• **Objetivo**
Troque "bounding box" por "rectangle" em todas as linhas abaixo e reescreva-as sem nenhuma outra alteração.

• **Dados brutos**
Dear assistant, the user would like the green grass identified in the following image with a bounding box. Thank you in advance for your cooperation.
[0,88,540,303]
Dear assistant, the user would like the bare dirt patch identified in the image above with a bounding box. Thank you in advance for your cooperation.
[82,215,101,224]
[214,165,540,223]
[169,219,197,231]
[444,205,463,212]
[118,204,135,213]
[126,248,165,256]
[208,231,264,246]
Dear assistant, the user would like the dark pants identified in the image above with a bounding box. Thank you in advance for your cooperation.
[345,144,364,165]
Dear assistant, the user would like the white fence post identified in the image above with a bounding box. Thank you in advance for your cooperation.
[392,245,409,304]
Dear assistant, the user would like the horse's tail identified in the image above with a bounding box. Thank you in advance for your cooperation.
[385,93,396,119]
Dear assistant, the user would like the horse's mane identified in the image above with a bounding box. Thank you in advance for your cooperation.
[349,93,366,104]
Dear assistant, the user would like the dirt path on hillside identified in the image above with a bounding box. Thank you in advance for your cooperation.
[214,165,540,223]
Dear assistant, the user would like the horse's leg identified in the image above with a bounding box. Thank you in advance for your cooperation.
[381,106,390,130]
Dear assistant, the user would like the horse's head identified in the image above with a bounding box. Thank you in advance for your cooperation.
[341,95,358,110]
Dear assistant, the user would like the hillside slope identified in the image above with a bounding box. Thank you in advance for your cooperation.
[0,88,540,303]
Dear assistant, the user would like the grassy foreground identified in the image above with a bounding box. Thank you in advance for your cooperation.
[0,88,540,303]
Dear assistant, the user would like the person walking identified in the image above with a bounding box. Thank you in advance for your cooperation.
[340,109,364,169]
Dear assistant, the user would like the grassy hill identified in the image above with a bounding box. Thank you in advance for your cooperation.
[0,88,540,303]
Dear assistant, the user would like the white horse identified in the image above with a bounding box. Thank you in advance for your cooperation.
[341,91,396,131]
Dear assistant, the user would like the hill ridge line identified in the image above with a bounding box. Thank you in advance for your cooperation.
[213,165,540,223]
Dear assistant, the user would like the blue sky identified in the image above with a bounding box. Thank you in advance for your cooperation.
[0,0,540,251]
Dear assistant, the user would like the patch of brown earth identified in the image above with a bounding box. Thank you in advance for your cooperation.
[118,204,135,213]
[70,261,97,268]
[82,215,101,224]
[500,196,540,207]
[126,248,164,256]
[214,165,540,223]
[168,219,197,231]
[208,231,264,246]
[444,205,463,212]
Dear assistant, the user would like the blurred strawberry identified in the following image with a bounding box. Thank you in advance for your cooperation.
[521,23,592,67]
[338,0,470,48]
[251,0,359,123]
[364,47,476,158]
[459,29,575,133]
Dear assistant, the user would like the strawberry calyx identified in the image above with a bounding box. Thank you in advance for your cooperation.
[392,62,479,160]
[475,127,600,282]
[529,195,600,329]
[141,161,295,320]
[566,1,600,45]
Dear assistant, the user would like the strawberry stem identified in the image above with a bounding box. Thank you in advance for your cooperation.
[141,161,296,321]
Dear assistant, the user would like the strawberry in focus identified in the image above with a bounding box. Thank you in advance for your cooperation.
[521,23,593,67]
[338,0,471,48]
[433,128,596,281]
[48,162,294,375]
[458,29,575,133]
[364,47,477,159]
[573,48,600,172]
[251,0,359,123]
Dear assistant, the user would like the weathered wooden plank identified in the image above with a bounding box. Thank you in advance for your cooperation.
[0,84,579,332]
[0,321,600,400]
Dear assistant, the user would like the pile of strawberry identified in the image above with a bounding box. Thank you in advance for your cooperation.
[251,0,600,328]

• **Resultado do exercício**
Dear assistant, the user would like the green grass identified in the following image with a rectangle. Thank you in advance for your cooperation.
[0,88,540,303]
Dear assistant, the user would like the bare dirt patch identified in the image above with a rectangle. Thank you in advance for your cooperation.
[82,215,101,224]
[214,165,540,223]
[169,219,197,231]
[444,205,463,212]
[118,204,135,213]
[126,248,165,256]
[208,231,264,246]
Dear assistant, the user would like the dark pants identified in the image above with a rectangle. Thank you in advance for your cooperation.
[345,144,364,165]
Dear assistant, the user would like the white fence post identified in the image above with a rectangle. Thank you in advance for your cooperation.
[392,245,409,304]
Dear assistant, the user would like the horse's tail identified in the image above with a rectangle. Thank you in advance for your cooperation.
[385,93,396,119]
Dear assistant, the user would like the horse's mane identified in the image above with a rectangle. Thank you in advance for your cooperation.
[349,93,366,104]
Dear assistant, the user would like the dirt path on hillside identified in the image above with a rectangle. Thank you in advance for your cooperation.
[214,165,540,223]
Dear assistant, the user would like the horse's leg identified in the image above with a rectangle. Thank you in advance for your cooperation.
[381,106,390,130]
Dear assistant, the user would like the horse's head identified in the image above with a rectangle. Thank you in advance for your cooperation.
[341,95,358,110]
Dear assistant, the user would like the hillside slope identified in the image above with a rectangle. Thank you in advance for your cooperation.
[0,88,540,303]
Dear assistant, the user would like the grassy foreground identified in the image above with a rectangle. Thank you in advance for your cooperation.
[0,88,540,303]
Dear assistant, the user would like the person walking identified in the image above with a rectangle. Thank you in advance for your cooperation.
[340,109,364,169]
Dear assistant, the user would like the grassy hill identified in the image above with a rectangle. Thank you in advance for your cooperation.
[0,88,540,303]
Dear assistant, the user would like the white horse identified in the image above with a rectangle. Thank you in advance for your cooperation.
[341,91,396,131]
Dear assistant, the user would like the hill ridge line identified in the image above with a rectangle. Thank you in advance for your cooperation.
[213,165,540,223]
Dear assistant, the user would like the blue sky identified in the image above with a rectangle. Thank you in advance for your cooperation.
[0,0,540,251]
Dear assistant, the user would like the patch of brown earth identified in the image above with a rectangle. Thank you in advance for your cooperation.
[118,204,135,213]
[70,261,97,268]
[82,215,101,224]
[500,196,540,207]
[126,248,164,256]
[214,165,540,223]
[168,219,197,231]
[208,231,264,246]
[444,205,463,212]
Dear assistant, the user would like the blurred strawberry identified in the following image with a rectangle. Thank you in advance for your cooperation.
[521,23,592,67]
[338,0,470,48]
[251,0,359,123]
[364,47,476,158]
[459,29,575,133]
Dear assistant, the user would like the strawberry calyx identified in the image above with a rectangle. Thank you in advance for your cooperation.
[392,62,479,160]
[475,127,600,282]
[529,195,600,329]
[141,161,295,320]
[566,1,600,45]
Dear assistant, the user would like the strawberry stem identified in the image above with a rectangle. Thank you in advance for your cooperation.
[141,161,296,321]
Dear assistant, the user would like the strawberry in focus identified in the image above with a rectangle. Thank you in advance for your cooperation.
[521,23,593,67]
[338,0,471,48]
[433,128,596,281]
[48,162,294,375]
[458,29,575,133]
[364,47,477,159]
[573,48,600,172]
[251,0,359,123]
Dear assistant, the user would like the weathered wooden plank identified in the image above with a rectangle. Thank you in advance for your cooperation.
[0,84,579,332]
[0,321,600,400]
Dear assistant, the user would like the pile of strawberry identified in the image above with a rectangle. Thank you in advance for your cooperation.
[251,0,600,328]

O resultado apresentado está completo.